INSTRUCTIONS FOR THE TASK →
Rewrite the listing below, replacing every "rough mask" with "coarse mask" and keeping everything else the same. Leave the pictures out of your answer.

Stored entries
- - -

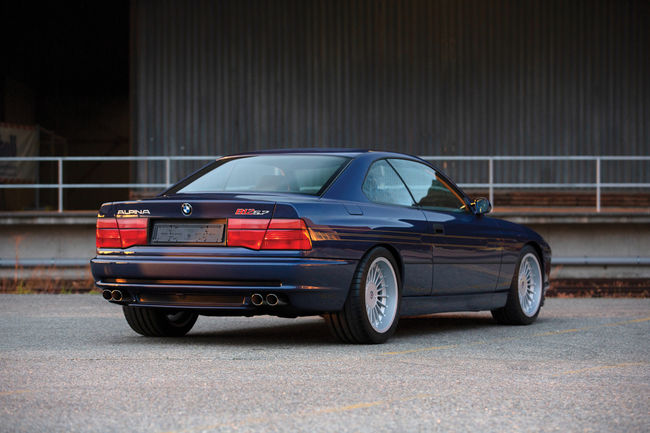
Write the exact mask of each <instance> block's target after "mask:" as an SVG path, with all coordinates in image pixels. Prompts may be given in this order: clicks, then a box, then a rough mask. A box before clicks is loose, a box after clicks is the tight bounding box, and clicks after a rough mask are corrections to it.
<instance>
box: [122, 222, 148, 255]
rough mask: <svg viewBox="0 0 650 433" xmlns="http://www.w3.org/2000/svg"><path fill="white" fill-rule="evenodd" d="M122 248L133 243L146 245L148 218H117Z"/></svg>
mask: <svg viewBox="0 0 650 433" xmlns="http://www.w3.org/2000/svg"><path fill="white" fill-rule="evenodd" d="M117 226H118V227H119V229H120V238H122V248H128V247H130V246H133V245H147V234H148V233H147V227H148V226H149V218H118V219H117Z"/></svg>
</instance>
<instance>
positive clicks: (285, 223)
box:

- - -

REPLY →
Write the exact mask of each <instance> block's target after "mask:" as an SVG path, with all coordinates in image pixels. Prompts may be given in this order: clicks, then a box, then a coarse mask. A box before clicks is loose, a box after clicks is the tight bounding box, and clicks after a coarse mask are corrections to it.
<instance>
box: [122, 222, 148, 255]
coarse mask: <svg viewBox="0 0 650 433" xmlns="http://www.w3.org/2000/svg"><path fill="white" fill-rule="evenodd" d="M122 248L133 243L146 245L148 218H117Z"/></svg>
mask: <svg viewBox="0 0 650 433" xmlns="http://www.w3.org/2000/svg"><path fill="white" fill-rule="evenodd" d="M117 226H118V227H119V229H120V238H122V248H128V247H130V246H133V245H147V234H148V233H147V227H148V226H149V218H118V219H117Z"/></svg>
</instance>
<instance>
positive clicks: (285, 223)
box:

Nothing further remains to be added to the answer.